BUT DE L'EXERCICE: Restituez l'extrait sur l'adoption d'un chien dans son intégralité, sans y changer un mot.

EXTRAIT:
Lorsque l'on adopte un chiot (ou un chien adulte)…
Lorsque l'on adopte un chiot (ou un chien adulte), certaines choses ne sont pas évidentes. Sera-t-il propre ? Va-t-il détruire la maison ? Quand est-ce qu'il va arrêter de mordiller ? Mais d'autres choses au contraire paraissent couler de source comme le fait que, à terme, nous aurons une bonne relation. Les chiens sont ainsi après tout : un cœur immense, une résilience étonnante et une bonne capacité à nouer des liens. Et puis... les chiots vous aimeront parce que ce sont des chiots. Ils aiment tout le monde. CQFD. Vous allez chercher un chien en association, il vous aimera parce qu'il sera tellement reconnaissant. Ils vous le rendront ! Vous avez peut-être déjà entendu ce genre de choses, mais en réalité, c'est juste faux.

Très vite, certains chiens peuvent montrer que l'espèce humaine n'est pas spécialement une source d'intérêt pour eux, faute de mieux c'est peut-être sympa mais s'il y a un congénère, une odeur, un oiseau qui passe, ... tant pis. Vraiment l'humain, on peut l'oublier dans un coin et partir faire sa vie.

Il serait facile de faire une généralité et de vous dire que les nordiques (comme le husky, le berger islandais, le spitz des visigoths, ...) ou les primitifs (comme le Basenji, le chien de Canaan, ...) ont tendance à être particulièrement indépendant, mais la vérité c'est que n'importe quel chien, de n'importe quel type peut se révéler préférer les autres chiens à l'espèce humaine. C'est finalement un comportement assez normal ! Vous ne pouvez pas vous en prémunir en adoptant un Berger Australien, un Bouledogue Français ou que sais-je encore.

DONNÉES FOURNIES:
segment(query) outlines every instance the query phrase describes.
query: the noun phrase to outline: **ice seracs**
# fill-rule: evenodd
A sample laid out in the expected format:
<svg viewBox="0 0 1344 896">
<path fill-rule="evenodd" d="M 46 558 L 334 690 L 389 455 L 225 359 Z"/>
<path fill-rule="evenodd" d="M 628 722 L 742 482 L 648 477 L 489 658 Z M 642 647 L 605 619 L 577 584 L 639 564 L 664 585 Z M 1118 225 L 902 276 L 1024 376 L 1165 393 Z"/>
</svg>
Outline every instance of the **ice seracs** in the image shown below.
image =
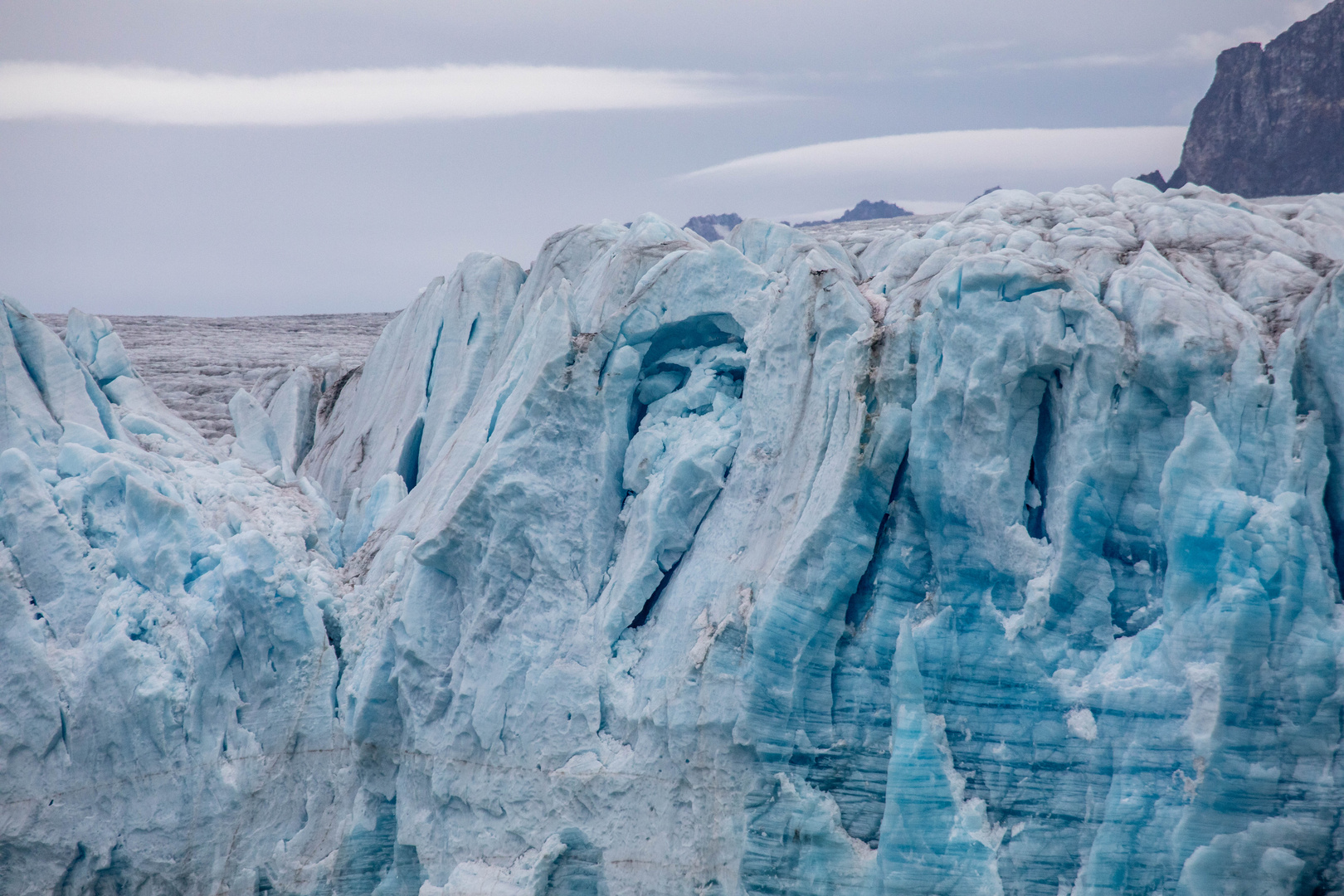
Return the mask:
<svg viewBox="0 0 1344 896">
<path fill-rule="evenodd" d="M 223 447 L 7 305 L 0 889 L 1333 892 L 1341 263 L 1137 180 L 605 222 Z"/>
</svg>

RÉSULTAT OBTENU:
Lorsque l'on adopte un chiot (ou un chien adulte)…
Lorsque l'on adopte un chiot (ou un chien adulte), certaines choses ne sont pas évidentes. Sera-t-il propre ? Va-t-il détruire la maison ? Quand est-ce qu'il va arrêter de mordiller ? Mais d'autres choses au contraire paraissent couler de source comme le fait que, à terme, nous aurons une bonne relation. Les chiens sont ainsi après tout : un cœur immense, une résilience étonnante et une bonne capacité à nouer des liens. Et puis... les chiots vous aimeront parce que ce sont des chiots. Ils aiment tout le monde. CQFD. Vous allez chercher un chien en association, il vous aimera parce qu'il sera tellement reconnaissant. Ils vous le rendront ! Vous avez peut-être déjà entendu ce genre de choses, mais en réalité, c'est juste faux.

Très vite, certains chiens peuvent montrer que l'espèce humaine n'est pas spécialement une source d'intérêt pour eux, faute de mieux c'est peut-être sympa mais s'il y a un congénère, une odeur, un oiseau qui passe, ... tant pis. Vraiment l'humain, on peut l'oublier dans un coin et partir faire sa vie.

Il serait facile de faire une généralité et de vous dire que les nordiques (comme le husky, le berger islandais, le spitz des visigoths, ...) ou les primitifs (comme le Basenji, le chien de Canaan, ...) ont tendance à être particulièrement indépendant, mais la vérité c'est que n'importe quel chien, de n'importe quel type peut se révéler préférer les autres chiens à l'espèce humaine. C'est finalement un comportement assez normal ! Vous ne pouvez pas vous en prémunir en adoptant un Berger Australien, un Bouledogue Français ou que sais-je encore.